• _Short problem 1_
From the listing below, output as a numbered list the lines running from the line with "the water buffalo" to the line with "[[145, 82], [75, 85], [325, 87], [384, 87]]", leaving out blank lines.

• _Selected extract_

Thursday, June 30, 2016

JINGLE JANGLE: A Birminghamburger Whodunnit

Nashville
June, 2016

Victoria Hallman

     Not every mystery needs solving. Especially when all the players are either dead or too old to care. And anyway, who would remember a twelve-second jingle for a mom-and-pop hamburger stand in Homewood, Alabama?
     Me! I remember, and so does every other kid who grew up in Alabama in the 1960s. Of course, back then none of us suspected anything mysterious about our favorite burgers. How could there be? Cousin Cliff Holman advertised them on his Popeye show, and everybody knew Cousin Cliff was a good guy. He'd even been nice enough to introduce me to my first record producer, the one I blogged about in March. In fact, that blog post is how I came to uncover the mystery. Readers' interest in Heart Recording Company and producer Kenneth Shackelford, inspired me to call Kenneth and renew acquaintance.

• _Short problem 2_
Do these statements agree with the hamburger jingle post? Answer yes or no for each and quote the deciding words. (a) The jingle lasted twelve seconds. (b) Cousin Cliff Holman advertised the burgers on his Popeye show. (c) The earlier blog post about the first record producer appeared in June.

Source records
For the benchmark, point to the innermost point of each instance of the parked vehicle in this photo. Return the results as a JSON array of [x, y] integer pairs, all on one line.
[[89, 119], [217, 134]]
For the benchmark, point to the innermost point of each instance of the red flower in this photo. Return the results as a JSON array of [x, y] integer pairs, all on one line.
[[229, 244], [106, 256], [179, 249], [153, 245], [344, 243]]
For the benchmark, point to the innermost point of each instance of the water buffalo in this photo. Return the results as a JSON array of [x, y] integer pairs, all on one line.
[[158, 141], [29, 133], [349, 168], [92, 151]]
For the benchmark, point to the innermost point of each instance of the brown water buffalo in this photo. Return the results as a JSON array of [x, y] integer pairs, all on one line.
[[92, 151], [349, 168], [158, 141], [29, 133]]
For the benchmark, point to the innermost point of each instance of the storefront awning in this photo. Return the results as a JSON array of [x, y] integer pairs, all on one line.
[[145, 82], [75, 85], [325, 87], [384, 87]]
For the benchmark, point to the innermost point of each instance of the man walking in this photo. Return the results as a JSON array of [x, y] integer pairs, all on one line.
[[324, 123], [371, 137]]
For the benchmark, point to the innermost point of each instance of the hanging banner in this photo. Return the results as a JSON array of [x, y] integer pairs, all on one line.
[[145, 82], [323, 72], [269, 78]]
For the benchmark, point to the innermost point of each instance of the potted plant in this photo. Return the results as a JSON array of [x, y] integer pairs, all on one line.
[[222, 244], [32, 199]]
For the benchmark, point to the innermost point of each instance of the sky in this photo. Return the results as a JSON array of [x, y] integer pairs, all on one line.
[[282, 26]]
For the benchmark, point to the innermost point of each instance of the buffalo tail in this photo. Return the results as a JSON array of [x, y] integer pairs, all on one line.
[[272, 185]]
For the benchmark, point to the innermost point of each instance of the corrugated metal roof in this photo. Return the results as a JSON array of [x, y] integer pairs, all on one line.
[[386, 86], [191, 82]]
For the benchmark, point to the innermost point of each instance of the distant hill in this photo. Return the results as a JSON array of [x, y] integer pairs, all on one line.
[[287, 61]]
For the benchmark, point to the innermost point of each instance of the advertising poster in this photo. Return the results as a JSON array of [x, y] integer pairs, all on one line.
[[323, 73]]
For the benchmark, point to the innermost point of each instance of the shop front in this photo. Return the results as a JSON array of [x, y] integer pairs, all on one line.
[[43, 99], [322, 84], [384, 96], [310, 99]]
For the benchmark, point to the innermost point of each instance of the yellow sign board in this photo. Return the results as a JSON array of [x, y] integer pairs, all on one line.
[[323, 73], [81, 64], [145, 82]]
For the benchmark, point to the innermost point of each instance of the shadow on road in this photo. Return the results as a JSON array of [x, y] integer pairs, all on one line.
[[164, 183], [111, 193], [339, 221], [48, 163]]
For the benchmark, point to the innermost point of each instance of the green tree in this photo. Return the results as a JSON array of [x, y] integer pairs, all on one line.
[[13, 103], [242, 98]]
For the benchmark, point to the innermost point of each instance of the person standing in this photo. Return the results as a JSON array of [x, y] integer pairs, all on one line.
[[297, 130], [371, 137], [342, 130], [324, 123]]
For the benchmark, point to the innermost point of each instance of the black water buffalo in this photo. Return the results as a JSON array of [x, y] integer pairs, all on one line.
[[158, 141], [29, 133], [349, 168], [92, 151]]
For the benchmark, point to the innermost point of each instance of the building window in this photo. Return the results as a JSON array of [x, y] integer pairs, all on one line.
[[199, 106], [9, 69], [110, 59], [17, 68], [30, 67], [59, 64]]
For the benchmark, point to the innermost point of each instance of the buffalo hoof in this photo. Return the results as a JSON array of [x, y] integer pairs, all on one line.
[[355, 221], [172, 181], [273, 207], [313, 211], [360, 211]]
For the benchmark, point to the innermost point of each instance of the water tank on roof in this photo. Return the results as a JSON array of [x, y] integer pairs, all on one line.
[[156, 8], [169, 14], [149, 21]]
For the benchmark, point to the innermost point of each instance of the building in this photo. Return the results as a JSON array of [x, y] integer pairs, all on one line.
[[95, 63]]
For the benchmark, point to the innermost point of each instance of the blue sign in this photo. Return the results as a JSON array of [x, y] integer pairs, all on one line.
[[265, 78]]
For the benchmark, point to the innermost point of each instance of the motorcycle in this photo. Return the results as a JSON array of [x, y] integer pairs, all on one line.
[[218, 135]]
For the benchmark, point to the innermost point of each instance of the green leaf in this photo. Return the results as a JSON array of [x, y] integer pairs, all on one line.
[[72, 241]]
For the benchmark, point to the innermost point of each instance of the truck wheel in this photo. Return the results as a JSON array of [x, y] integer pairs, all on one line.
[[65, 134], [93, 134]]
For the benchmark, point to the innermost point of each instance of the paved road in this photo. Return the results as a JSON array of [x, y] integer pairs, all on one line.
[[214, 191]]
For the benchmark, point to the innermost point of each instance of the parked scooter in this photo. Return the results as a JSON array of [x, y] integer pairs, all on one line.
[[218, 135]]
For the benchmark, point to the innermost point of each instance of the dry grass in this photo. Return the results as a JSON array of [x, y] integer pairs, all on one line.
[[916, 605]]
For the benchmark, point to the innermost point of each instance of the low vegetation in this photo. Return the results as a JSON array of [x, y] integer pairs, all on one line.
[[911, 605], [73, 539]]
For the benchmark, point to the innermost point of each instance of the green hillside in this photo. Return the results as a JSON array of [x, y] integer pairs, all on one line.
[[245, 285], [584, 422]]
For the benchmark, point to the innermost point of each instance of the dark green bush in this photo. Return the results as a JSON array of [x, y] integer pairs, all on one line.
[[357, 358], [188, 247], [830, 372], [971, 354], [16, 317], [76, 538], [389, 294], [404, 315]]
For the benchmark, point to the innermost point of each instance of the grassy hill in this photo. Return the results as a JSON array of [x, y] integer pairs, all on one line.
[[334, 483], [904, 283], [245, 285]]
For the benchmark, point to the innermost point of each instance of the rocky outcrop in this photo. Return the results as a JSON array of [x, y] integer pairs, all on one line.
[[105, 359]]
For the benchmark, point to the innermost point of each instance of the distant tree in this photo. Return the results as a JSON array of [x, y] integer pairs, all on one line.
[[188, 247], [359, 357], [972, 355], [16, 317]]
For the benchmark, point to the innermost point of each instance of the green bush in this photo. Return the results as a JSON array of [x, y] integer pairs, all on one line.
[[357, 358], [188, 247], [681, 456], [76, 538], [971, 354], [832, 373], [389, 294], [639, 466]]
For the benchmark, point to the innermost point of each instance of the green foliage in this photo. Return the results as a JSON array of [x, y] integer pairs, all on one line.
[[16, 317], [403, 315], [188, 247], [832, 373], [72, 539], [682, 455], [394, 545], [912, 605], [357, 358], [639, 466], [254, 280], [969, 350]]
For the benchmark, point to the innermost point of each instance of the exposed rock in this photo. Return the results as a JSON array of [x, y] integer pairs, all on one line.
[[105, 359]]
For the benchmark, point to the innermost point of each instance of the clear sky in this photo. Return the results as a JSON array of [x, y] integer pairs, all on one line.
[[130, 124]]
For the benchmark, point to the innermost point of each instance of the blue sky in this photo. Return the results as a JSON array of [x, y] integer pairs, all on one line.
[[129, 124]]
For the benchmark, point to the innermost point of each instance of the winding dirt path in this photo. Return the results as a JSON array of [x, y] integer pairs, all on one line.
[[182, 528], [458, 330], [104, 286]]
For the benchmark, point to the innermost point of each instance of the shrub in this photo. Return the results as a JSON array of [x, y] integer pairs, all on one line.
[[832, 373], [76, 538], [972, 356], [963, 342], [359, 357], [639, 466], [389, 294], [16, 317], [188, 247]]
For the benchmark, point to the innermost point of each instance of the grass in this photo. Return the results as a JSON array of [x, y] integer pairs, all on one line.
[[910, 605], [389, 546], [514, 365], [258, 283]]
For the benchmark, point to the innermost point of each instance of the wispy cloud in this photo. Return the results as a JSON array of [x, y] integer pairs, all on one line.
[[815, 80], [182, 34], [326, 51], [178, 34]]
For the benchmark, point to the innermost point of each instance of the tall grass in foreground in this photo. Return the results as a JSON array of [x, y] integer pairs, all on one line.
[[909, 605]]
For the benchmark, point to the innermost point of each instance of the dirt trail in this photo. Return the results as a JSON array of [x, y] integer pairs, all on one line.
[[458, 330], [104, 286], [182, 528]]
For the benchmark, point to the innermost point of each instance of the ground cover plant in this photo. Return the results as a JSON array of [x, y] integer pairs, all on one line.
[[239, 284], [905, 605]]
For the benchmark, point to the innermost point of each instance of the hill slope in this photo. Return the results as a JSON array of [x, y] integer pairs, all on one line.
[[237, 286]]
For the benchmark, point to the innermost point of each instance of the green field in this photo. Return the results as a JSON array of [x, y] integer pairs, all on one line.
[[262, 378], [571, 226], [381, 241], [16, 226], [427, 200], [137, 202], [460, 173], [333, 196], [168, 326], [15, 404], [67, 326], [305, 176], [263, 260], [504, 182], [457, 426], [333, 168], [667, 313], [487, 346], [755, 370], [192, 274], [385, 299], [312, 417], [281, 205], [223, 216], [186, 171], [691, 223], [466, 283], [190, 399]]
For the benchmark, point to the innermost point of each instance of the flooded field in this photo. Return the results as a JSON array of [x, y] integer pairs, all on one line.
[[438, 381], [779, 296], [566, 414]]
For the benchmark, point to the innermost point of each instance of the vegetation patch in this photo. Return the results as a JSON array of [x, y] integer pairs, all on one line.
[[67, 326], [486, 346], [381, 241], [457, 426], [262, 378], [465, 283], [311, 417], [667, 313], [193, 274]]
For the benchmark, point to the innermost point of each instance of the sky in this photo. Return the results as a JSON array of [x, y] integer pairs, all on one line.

• _Task solution 1_
1. For the benchmark, point to the innermost point of each instance of the water buffalo in this photo. Return the results as a JSON array of [x, y] integer pairs, all on one line.
2. [[158, 141], [29, 133], [349, 168], [92, 151]]
3. For the benchmark, point to the innermost point of each instance of the brown water buffalo in this photo. Return the results as a JSON array of [x, y] integer pairs, all on one line.
4. [[92, 151], [349, 168], [158, 141], [29, 133]]
5. For the benchmark, point to the innermost point of each instance of the storefront awning in this photo. Return the results as a JSON array of [x, y] integer pairs, all on one line.
6. [[145, 82], [75, 85], [325, 87], [384, 87]]

• _Task solution 2_
(a) Yes: "a twelve-second jingle for a mom-and-pop hamburger stand in Homewood, Alabama"
(b) Yes: "Cousin Cliff Holman advertised them on his Popeye show"
(c) No: "the one I blogged about in March"